Your instructions: Please lay out these rows as a numbered list without blank lines, beginning at the line that contains "Check this image for any street" and running through the last row.

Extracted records

● ● ●

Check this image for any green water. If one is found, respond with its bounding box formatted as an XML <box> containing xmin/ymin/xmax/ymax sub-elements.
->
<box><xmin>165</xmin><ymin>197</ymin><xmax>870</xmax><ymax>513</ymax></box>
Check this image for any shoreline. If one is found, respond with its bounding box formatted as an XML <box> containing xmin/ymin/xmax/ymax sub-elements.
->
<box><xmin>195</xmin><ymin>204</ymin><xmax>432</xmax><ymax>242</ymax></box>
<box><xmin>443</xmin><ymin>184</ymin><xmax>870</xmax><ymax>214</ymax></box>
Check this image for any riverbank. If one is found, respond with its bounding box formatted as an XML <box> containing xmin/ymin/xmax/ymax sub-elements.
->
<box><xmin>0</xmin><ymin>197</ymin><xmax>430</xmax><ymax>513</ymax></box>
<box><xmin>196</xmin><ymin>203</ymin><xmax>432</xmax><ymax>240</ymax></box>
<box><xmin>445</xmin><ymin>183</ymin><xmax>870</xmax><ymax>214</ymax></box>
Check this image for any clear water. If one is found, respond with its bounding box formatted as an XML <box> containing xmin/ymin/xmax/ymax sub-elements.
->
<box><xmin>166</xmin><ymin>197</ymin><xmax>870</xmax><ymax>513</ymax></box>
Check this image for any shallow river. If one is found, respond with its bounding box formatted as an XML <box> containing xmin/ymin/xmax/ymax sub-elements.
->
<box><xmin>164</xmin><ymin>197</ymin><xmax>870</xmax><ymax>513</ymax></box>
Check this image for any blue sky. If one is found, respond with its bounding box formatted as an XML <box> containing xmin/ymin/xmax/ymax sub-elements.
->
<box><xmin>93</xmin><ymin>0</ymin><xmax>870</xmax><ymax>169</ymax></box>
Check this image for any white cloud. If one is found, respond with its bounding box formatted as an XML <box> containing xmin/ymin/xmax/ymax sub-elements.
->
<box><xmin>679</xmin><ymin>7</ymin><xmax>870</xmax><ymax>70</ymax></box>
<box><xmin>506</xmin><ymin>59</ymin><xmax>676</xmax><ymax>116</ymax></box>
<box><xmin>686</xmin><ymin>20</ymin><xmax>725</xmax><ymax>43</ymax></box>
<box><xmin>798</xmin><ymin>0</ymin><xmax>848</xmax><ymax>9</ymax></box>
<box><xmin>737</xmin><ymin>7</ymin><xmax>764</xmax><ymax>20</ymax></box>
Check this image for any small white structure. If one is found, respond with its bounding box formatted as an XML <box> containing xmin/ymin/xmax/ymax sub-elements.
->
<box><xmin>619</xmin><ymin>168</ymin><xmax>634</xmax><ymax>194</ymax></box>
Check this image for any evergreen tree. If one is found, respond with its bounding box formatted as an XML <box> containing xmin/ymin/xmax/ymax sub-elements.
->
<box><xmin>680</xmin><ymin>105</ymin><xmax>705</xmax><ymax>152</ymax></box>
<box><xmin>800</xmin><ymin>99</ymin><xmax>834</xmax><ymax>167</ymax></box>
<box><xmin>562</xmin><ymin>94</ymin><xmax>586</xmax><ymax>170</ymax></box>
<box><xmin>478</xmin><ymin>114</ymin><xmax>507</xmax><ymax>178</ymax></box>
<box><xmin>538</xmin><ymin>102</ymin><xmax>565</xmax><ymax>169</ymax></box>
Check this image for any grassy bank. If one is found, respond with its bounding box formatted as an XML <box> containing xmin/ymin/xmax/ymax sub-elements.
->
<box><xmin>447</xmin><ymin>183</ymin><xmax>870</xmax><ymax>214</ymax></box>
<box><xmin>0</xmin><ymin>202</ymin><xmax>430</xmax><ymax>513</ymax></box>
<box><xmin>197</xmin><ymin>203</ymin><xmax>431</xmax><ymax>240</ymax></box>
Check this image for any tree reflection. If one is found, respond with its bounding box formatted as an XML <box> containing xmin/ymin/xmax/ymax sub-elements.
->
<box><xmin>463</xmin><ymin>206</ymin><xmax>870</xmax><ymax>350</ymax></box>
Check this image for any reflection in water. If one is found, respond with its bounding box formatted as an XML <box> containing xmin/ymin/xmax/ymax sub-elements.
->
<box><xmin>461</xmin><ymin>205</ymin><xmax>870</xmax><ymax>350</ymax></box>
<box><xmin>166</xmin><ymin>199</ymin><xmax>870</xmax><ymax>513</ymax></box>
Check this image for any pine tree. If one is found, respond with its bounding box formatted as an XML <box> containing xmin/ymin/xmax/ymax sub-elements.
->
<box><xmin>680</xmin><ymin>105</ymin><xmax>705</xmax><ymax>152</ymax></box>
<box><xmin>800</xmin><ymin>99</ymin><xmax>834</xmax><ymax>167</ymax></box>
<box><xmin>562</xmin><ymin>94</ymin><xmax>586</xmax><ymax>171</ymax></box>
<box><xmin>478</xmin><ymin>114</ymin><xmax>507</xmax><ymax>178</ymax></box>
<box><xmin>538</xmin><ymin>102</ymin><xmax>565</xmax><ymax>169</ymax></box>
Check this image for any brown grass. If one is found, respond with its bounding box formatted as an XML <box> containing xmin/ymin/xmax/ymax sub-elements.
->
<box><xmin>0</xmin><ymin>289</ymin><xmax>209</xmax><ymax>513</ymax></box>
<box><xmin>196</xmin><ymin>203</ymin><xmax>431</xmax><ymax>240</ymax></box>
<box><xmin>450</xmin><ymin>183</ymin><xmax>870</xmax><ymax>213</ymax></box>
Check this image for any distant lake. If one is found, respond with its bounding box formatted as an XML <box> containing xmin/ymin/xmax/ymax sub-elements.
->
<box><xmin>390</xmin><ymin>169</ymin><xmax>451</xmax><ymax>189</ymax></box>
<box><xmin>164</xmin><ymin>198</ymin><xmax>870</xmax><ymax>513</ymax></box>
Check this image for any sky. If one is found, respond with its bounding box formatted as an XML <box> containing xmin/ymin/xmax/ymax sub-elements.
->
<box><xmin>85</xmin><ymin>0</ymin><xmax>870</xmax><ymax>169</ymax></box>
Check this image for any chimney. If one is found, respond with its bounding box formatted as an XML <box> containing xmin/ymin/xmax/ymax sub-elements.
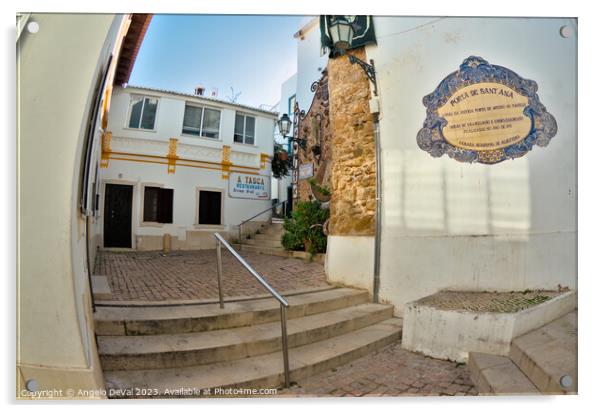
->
<box><xmin>194</xmin><ymin>85</ymin><xmax>205</xmax><ymax>96</ymax></box>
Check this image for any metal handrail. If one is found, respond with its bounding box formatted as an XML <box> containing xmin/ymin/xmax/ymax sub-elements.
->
<box><xmin>213</xmin><ymin>232</ymin><xmax>290</xmax><ymax>387</ymax></box>
<box><xmin>238</xmin><ymin>199</ymin><xmax>288</xmax><ymax>244</ymax></box>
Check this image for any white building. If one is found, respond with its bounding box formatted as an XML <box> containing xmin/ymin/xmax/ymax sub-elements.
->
<box><xmin>278</xmin><ymin>16</ymin><xmax>328</xmax><ymax>202</ymax></box>
<box><xmin>98</xmin><ymin>86</ymin><xmax>277</xmax><ymax>250</ymax></box>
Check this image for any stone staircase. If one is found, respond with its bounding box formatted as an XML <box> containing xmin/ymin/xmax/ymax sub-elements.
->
<box><xmin>95</xmin><ymin>288</ymin><xmax>402</xmax><ymax>398</ymax></box>
<box><xmin>238</xmin><ymin>219</ymin><xmax>291</xmax><ymax>257</ymax></box>
<box><xmin>468</xmin><ymin>311</ymin><xmax>577</xmax><ymax>394</ymax></box>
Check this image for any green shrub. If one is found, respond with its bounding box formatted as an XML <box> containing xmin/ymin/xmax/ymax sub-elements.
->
<box><xmin>282</xmin><ymin>201</ymin><xmax>328</xmax><ymax>254</ymax></box>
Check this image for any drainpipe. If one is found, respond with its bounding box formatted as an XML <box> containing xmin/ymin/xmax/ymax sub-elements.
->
<box><xmin>370</xmin><ymin>96</ymin><xmax>382</xmax><ymax>303</ymax></box>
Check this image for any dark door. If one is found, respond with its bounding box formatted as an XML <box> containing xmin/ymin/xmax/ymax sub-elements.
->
<box><xmin>284</xmin><ymin>185</ymin><xmax>293</xmax><ymax>218</ymax></box>
<box><xmin>104</xmin><ymin>184</ymin><xmax>133</xmax><ymax>248</ymax></box>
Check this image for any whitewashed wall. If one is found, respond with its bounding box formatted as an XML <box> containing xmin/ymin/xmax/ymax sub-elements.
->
<box><xmin>297</xmin><ymin>16</ymin><xmax>328</xmax><ymax>111</ymax></box>
<box><xmin>278</xmin><ymin>74</ymin><xmax>297</xmax><ymax>202</ymax></box>
<box><xmin>99</xmin><ymin>87</ymin><xmax>276</xmax><ymax>249</ymax></box>
<box><xmin>16</xmin><ymin>14</ymin><xmax>123</xmax><ymax>396</ymax></box>
<box><xmin>360</xmin><ymin>17</ymin><xmax>577</xmax><ymax>313</ymax></box>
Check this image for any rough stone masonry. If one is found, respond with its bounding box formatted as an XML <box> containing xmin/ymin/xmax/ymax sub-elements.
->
<box><xmin>328</xmin><ymin>48</ymin><xmax>376</xmax><ymax>235</ymax></box>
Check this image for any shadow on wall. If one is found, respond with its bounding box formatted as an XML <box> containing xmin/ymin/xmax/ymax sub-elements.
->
<box><xmin>384</xmin><ymin>151</ymin><xmax>531</xmax><ymax>237</ymax></box>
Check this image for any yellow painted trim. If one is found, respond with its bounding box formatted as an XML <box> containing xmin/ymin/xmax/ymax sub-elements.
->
<box><xmin>167</xmin><ymin>138</ymin><xmax>178</xmax><ymax>174</ymax></box>
<box><xmin>260</xmin><ymin>152</ymin><xmax>270</xmax><ymax>169</ymax></box>
<box><xmin>110</xmin><ymin>151</ymin><xmax>260</xmax><ymax>171</ymax></box>
<box><xmin>100</xmin><ymin>131</ymin><xmax>113</xmax><ymax>168</ymax></box>
<box><xmin>109</xmin><ymin>152</ymin><xmax>260</xmax><ymax>176</ymax></box>
<box><xmin>222</xmin><ymin>145</ymin><xmax>232</xmax><ymax>179</ymax></box>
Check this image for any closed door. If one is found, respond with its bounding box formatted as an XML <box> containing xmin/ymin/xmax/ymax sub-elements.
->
<box><xmin>104</xmin><ymin>184</ymin><xmax>133</xmax><ymax>248</ymax></box>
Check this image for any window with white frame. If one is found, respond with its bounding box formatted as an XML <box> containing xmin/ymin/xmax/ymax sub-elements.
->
<box><xmin>128</xmin><ymin>95</ymin><xmax>159</xmax><ymax>130</ymax></box>
<box><xmin>182</xmin><ymin>105</ymin><xmax>221</xmax><ymax>139</ymax></box>
<box><xmin>234</xmin><ymin>113</ymin><xmax>255</xmax><ymax>145</ymax></box>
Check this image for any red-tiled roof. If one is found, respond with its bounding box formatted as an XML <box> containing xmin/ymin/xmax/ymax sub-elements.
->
<box><xmin>113</xmin><ymin>13</ymin><xmax>153</xmax><ymax>85</ymax></box>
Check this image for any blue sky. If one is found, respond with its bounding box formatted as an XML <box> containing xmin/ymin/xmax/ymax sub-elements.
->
<box><xmin>129</xmin><ymin>14</ymin><xmax>303</xmax><ymax>106</ymax></box>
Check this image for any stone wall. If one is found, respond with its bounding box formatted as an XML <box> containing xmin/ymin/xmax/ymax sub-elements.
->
<box><xmin>297</xmin><ymin>71</ymin><xmax>332</xmax><ymax>201</ymax></box>
<box><xmin>328</xmin><ymin>47</ymin><xmax>376</xmax><ymax>235</ymax></box>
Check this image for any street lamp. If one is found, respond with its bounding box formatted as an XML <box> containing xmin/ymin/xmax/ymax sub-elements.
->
<box><xmin>278</xmin><ymin>113</ymin><xmax>292</xmax><ymax>138</ymax></box>
<box><xmin>329</xmin><ymin>17</ymin><xmax>353</xmax><ymax>50</ymax></box>
<box><xmin>328</xmin><ymin>16</ymin><xmax>378</xmax><ymax>96</ymax></box>
<box><xmin>276</xmin><ymin>113</ymin><xmax>307</xmax><ymax>149</ymax></box>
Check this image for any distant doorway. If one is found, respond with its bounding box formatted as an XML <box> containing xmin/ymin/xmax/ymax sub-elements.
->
<box><xmin>104</xmin><ymin>184</ymin><xmax>133</xmax><ymax>248</ymax></box>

● ● ●

Output for this task:
1. Check this image for any street lamp. If one is found, respond with its bounding box formatted as an XML <box> containing xmin/ymin/xmax/ymax sub-elements.
2. ->
3. <box><xmin>278</xmin><ymin>113</ymin><xmax>292</xmax><ymax>138</ymax></box>
4. <box><xmin>329</xmin><ymin>17</ymin><xmax>353</xmax><ymax>50</ymax></box>
5. <box><xmin>328</xmin><ymin>16</ymin><xmax>378</xmax><ymax>96</ymax></box>
6. <box><xmin>276</xmin><ymin>113</ymin><xmax>307</xmax><ymax>149</ymax></box>
7. Check this image for any distant doorway. If one is found, respond with its bounding box formatted as an XML <box> containing xmin/ymin/xmax/ymax sub-elements.
8. ->
9. <box><xmin>104</xmin><ymin>184</ymin><xmax>133</xmax><ymax>248</ymax></box>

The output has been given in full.